• **AIM OF THE TASK**: In every line of the items below, substitute "each point given as" for "each point written as" and keep everything else the same. Leave the pictures out when you write the items again.

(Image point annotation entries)
# # # # #

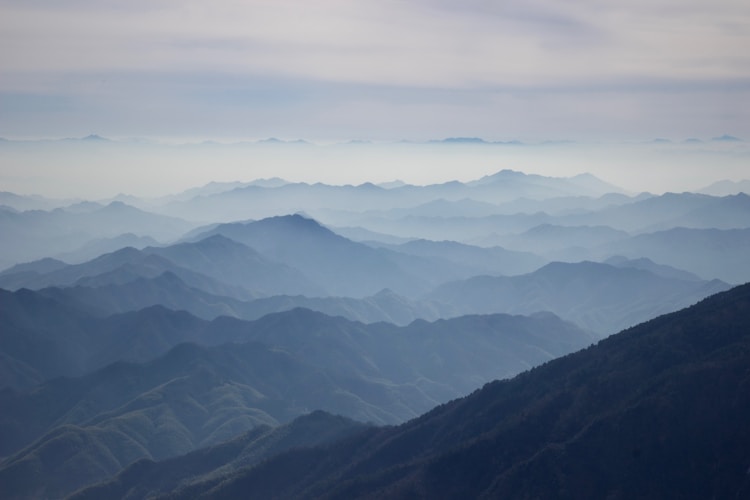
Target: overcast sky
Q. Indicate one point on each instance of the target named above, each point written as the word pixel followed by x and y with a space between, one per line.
pixel 328 70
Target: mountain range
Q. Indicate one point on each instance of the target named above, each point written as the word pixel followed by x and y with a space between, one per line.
pixel 514 336
pixel 657 411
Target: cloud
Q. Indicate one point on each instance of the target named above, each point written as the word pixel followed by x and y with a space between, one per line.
pixel 375 67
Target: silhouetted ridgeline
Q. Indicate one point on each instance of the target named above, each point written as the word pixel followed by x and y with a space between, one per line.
pixel 661 410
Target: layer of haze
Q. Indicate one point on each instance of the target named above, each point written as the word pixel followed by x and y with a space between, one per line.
pixel 599 73
pixel 97 169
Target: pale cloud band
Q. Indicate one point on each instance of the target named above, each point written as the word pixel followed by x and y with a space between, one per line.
pixel 526 60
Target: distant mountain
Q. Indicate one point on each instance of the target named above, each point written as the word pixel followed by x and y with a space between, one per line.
pixel 147 478
pixel 23 203
pixel 649 265
pixel 37 234
pixel 47 335
pixel 475 260
pixel 708 253
pixel 341 266
pixel 171 292
pixel 234 263
pixel 726 188
pixel 256 201
pixel 122 266
pixel 94 248
pixel 671 210
pixel 69 432
pixel 657 411
pixel 597 296
pixel 558 242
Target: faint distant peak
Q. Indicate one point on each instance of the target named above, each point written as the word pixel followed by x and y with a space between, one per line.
pixel 498 176
pixel 94 137
pixel 726 138
pixel 269 183
pixel 461 140
pixel 392 184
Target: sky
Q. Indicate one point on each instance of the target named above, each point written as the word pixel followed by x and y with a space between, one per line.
pixel 591 71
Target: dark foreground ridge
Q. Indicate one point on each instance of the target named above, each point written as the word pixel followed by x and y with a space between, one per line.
pixel 661 410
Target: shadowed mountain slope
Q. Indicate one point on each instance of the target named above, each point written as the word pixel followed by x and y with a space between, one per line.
pixel 170 291
pixel 32 234
pixel 122 266
pixel 69 432
pixel 147 478
pixel 658 411
pixel 236 264
pixel 341 266
pixel 597 296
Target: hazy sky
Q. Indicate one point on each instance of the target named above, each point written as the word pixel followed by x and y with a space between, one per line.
pixel 534 70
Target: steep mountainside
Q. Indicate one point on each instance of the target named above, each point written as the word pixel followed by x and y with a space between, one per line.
pixel 597 296
pixel 341 266
pixel 658 411
pixel 68 432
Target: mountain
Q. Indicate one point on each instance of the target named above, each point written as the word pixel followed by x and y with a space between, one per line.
pixel 600 297
pixel 36 234
pixel 69 432
pixel 122 266
pixel 670 210
pixel 94 248
pixel 173 293
pixel 557 242
pixel 256 201
pixel 709 253
pixel 147 478
pixel 649 265
pixel 341 266
pixel 236 264
pixel 472 259
pixel 657 411
pixel 727 187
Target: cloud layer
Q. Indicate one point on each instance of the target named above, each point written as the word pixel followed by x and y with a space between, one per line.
pixel 385 69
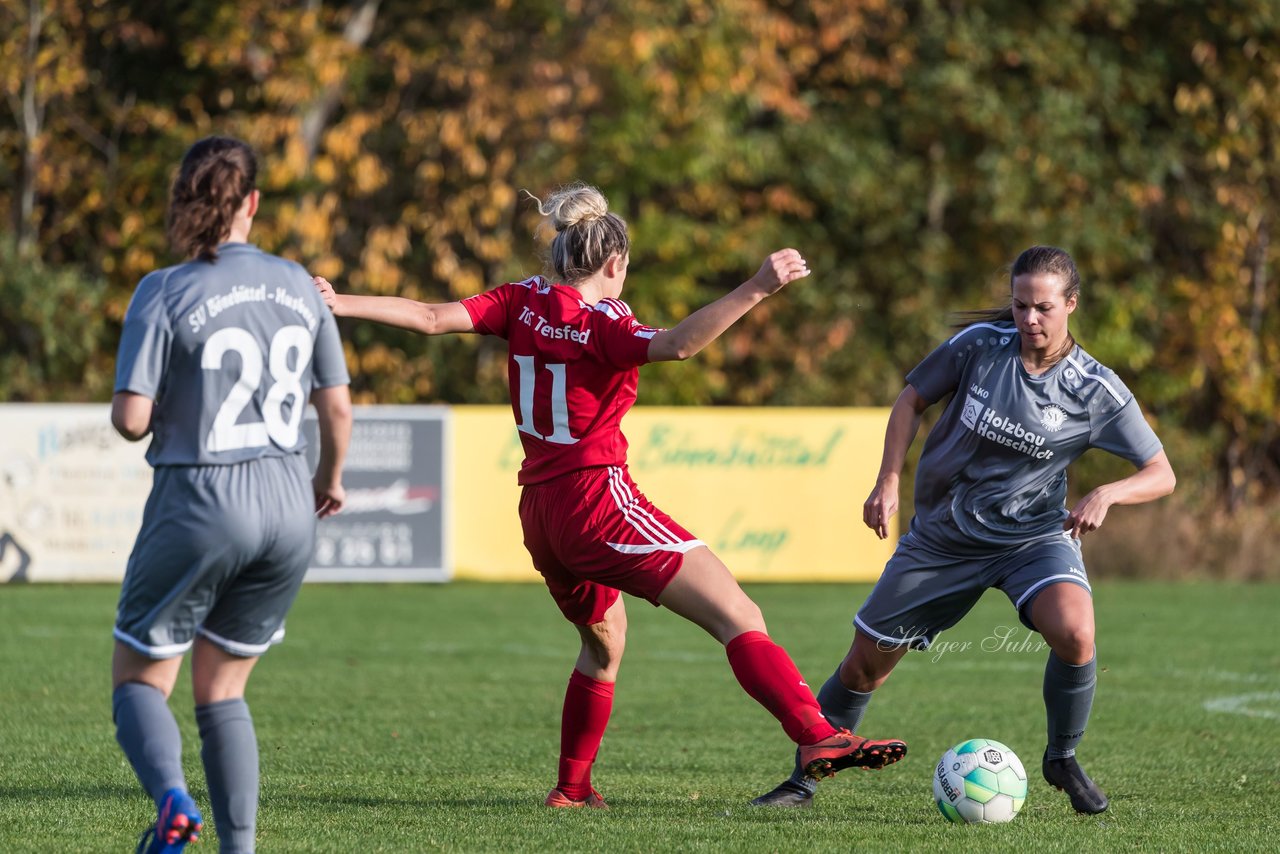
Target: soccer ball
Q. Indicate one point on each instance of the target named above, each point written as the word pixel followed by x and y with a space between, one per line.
pixel 979 781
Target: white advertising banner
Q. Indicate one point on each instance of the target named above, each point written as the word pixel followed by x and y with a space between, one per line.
pixel 72 493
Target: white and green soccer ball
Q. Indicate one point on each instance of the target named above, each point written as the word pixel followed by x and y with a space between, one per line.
pixel 979 781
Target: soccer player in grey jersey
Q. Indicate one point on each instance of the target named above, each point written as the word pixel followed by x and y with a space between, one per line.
pixel 218 360
pixel 991 506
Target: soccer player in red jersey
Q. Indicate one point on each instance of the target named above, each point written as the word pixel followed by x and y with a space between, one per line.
pixel 574 351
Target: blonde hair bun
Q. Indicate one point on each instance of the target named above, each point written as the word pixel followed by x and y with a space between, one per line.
pixel 574 204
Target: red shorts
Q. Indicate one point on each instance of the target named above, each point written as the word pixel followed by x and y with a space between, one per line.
pixel 592 534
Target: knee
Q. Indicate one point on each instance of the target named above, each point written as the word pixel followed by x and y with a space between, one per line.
pixel 603 647
pixel 863 671
pixel 1074 644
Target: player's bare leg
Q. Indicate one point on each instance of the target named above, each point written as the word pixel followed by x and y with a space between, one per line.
pixel 1063 613
pixel 588 704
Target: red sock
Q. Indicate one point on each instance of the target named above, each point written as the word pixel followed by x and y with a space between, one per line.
pixel 771 677
pixel 588 703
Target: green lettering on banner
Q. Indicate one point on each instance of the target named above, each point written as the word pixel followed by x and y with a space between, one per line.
pixel 736 537
pixel 664 446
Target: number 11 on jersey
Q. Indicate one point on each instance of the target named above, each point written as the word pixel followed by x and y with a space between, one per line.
pixel 560 401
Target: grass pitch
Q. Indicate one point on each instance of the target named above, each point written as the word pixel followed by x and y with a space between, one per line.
pixel 405 718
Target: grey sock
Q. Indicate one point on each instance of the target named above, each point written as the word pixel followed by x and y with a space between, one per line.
pixel 1068 699
pixel 229 752
pixel 149 735
pixel 840 706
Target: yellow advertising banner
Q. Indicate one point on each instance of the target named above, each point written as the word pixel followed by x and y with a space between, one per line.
pixel 777 493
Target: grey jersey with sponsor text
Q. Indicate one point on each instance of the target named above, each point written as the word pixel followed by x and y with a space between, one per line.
pixel 992 474
pixel 229 351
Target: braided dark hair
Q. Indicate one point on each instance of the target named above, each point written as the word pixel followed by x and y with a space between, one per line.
pixel 216 174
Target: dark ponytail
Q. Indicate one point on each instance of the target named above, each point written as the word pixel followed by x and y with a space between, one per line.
pixel 216 174
pixel 1047 260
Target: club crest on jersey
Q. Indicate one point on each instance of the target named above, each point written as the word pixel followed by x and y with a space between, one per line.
pixel 1052 418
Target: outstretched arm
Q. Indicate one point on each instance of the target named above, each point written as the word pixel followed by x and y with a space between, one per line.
pixel 708 323
pixel 1153 479
pixel 426 318
pixel 904 423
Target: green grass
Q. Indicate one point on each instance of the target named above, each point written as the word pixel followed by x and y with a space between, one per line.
pixel 403 718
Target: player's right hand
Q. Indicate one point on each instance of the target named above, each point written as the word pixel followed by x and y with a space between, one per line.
pixel 329 498
pixel 327 292
pixel 780 269
pixel 881 506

# # # # #

• **COMPLETED TASK**:
Target: overcast sky
Q. Indicate one point on each instance of the target named above, each point given as the word pixel followed by x and y with a space between, one per line.
pixel 328 70
Target: mountain range
Q. Indicate one point on each instance of the target named above, each point given as the word pixel followed by x and y with a space between, one per line.
pixel 514 336
pixel 657 411
Target: cloud
Q. Indicate one point on each instance of the target named above, each point given as the word pixel followed by x and y with a space between, one per line.
pixel 375 67
Target: silhouetted ridgeline
Q. Indicate one point on each instance of the target named above, each point given as the word pixel followed by x and y with a space between, one per line.
pixel 661 410
Target: layer of haze
Q. Indicate one point on each instance of the target named above, each point given as the word pixel followed by x and y with a space between, one per line.
pixel 599 73
pixel 97 169
Target: pale cloud band
Q. Indicate one point on each instance of the target named above, each point given as the word pixel followed by x and y with a space between, one per line.
pixel 526 60
Target: distant mountain
Q. Indicate one point on each instance of the target named above, each point given as the word pixel followed by x and y with a space between, one per line.
pixel 147 478
pixel 23 203
pixel 649 265
pixel 37 234
pixel 47 335
pixel 475 260
pixel 708 253
pixel 341 266
pixel 171 292
pixel 234 263
pixel 726 188
pixel 256 201
pixel 122 266
pixel 94 248
pixel 671 210
pixel 69 432
pixel 657 411
pixel 597 296
pixel 558 242
Target: faint distant peak
Q. Indicate one point on each instance of the target named above, each point given as the word pixel followed by x and y with a space between, one per line.
pixel 498 176
pixel 94 137
pixel 726 138
pixel 269 183
pixel 461 140
pixel 392 184
Target: sky
Q. Indicate one point on each instance of the target named above, each point given as the word pixel followed by x and y with a space between, one per line.
pixel 591 71
Target: dark foreground ridge
Q. Indicate one point on each instance of the target named above, each point given as the word pixel followed by x and y with a space between, one per line.
pixel 661 410
Target: shadowed mountain slope
Q. Indicate one point on each instance of the target named above, each point given as the word pixel followed by x and y with a space between, one per line.
pixel 170 291
pixel 32 234
pixel 122 266
pixel 69 432
pixel 147 478
pixel 658 411
pixel 236 264
pixel 341 266
pixel 597 296
Target: hazy sky
Q. Indicate one point on each instance of the target named above, each point given as the word pixel followed by x and y with a space between, one per line.
pixel 534 70
Target: steep mountainside
Q. Indicate one point on each instance of the target named above, each point given as the word pixel followed by x and y with a space between, one per line.
pixel 597 296
pixel 341 266
pixel 658 411
pixel 68 432
Target: mountain
Q. Indicate one point on each instance of the target named above, each point given as the word pixel followed by x and y with a space between, one per line.
pixel 600 297
pixel 36 234
pixel 69 432
pixel 122 266
pixel 670 210
pixel 94 248
pixel 173 293
pixel 557 242
pixel 256 201
pixel 709 253
pixel 147 478
pixel 649 265
pixel 341 266
pixel 236 264
pixel 472 259
pixel 657 411
pixel 727 187
Target: cloud layer
Q. Indicate one point on each instance of the target named above, each point given as the word pixel followed by x and y with a space between, one per line.
pixel 385 69
Target: soccer ball
Q. Indicate one point on each instance of the target named above, each point given as the word pixel followed by x and y with a space between, one per line.
pixel 979 781
Target: white advertising banner
Q. Indicate one point on each instance of the target named above, each point given as the word pixel followed by x and y with a space between, one per line.
pixel 72 493
Target: white and green soccer ball
Q. Indicate one point on each instance of the target named above, each point given as the word pixel followed by x and y with a space between, one per line.
pixel 979 781
Target: soccer player in grey jersey
Q. Indicate one point on each instance of the target named above, each point given as the word pixel followed by x and y with a space between, one per line.
pixel 218 360
pixel 991 506
Target: soccer player in red jersey
Q. Indicate one point on each instance of the target named above, each point given as the word pixel followed by x and y with a space between, one per line.
pixel 574 351
Target: blonde hair bun
Q. Indicate one point on each instance of the target named above, each point given as the word pixel followed by x and y with a space between, one per line.
pixel 574 204
Target: red shorts
Q. Indicate one point on each instance of the target named above, each point given as the word pixel followed by x and y with a space between, one per line.
pixel 592 534
Target: knee
Q. Indicate one point on each instance of the target named above, each point given as the word pixel followed by x and y with a space between, one per line.
pixel 603 647
pixel 863 671
pixel 1074 644
Target: player's bare leg
Q. Indicate one point on each instance of the target named above, each point given as the word pixel followed by x and y with a space between, one per line.
pixel 1063 613
pixel 588 704
Target: red sock
Q. Indicate one point on each instance of the target named above, each point given as the word pixel followed by x and y with a space between, one per line.
pixel 771 677
pixel 588 703
Target: green lettering on banner
Q. Indicate one point on each instance of the target named above, each point given as the word pixel followed by x and y with a space between, one per line.
pixel 736 537
pixel 664 446
Target: number 11 on jersey
Q. Indicate one point on each instance of the target named above, each point given as the word pixel followed by x and y with a space between, one per line.
pixel 560 401
Target: grass pitch
Q. Indicate one point on each instance of the target named above, each point given as the word pixel followed by x and y with a space between, one per line.
pixel 405 718
Target: grey sock
Q. Indicate one point on each instance of the target named above, each point given as the word pixel followed by x and y with a space between, one per line.
pixel 1068 699
pixel 229 752
pixel 149 735
pixel 840 706
Target: yellow advertising banner
Q. Indicate one point on each instance of the target named above, each point given as the word pixel followed by x and y with a space between, one per line.
pixel 777 493
Target: grey jersey with sponsor text
Q. Indicate one point on each instance of the target named above, each point given as the word pixel followed by x and y with a space between, one per line.
pixel 992 474
pixel 229 351
Target: braided dark hair
Q. Indicate one point on each instance of the target named above, each point given as the word pixel followed by x and y with a space between, one per line.
pixel 216 174
Target: dark ponytail
Q. Indicate one point on each instance of the target named above, each point given as the word pixel followed by x and y with a space between, one per line.
pixel 216 174
pixel 1047 260
Target: club crest on jersey
Q. Indicate one point on each instance of the target named above, each point given as the word pixel followed by x and y with a space between, one per line.
pixel 1052 418
Target: outstretched arm
Q. Indicate one point on each instance of the target named above, each point given as the word pixel followed by x and y with a space between, one per line.
pixel 708 323
pixel 1153 479
pixel 426 318
pixel 904 423
Target: green grass
Q. Indicate one point on each instance of the target named above, each point given as the word pixel followed by x and y with a space between, one per line.
pixel 403 718
Target: player's right hand
Q. Indicate one point on each instance of the target named above, each point given as the word pixel followed by x and y with a space between, one per line.
pixel 329 498
pixel 327 292
pixel 780 269
pixel 881 506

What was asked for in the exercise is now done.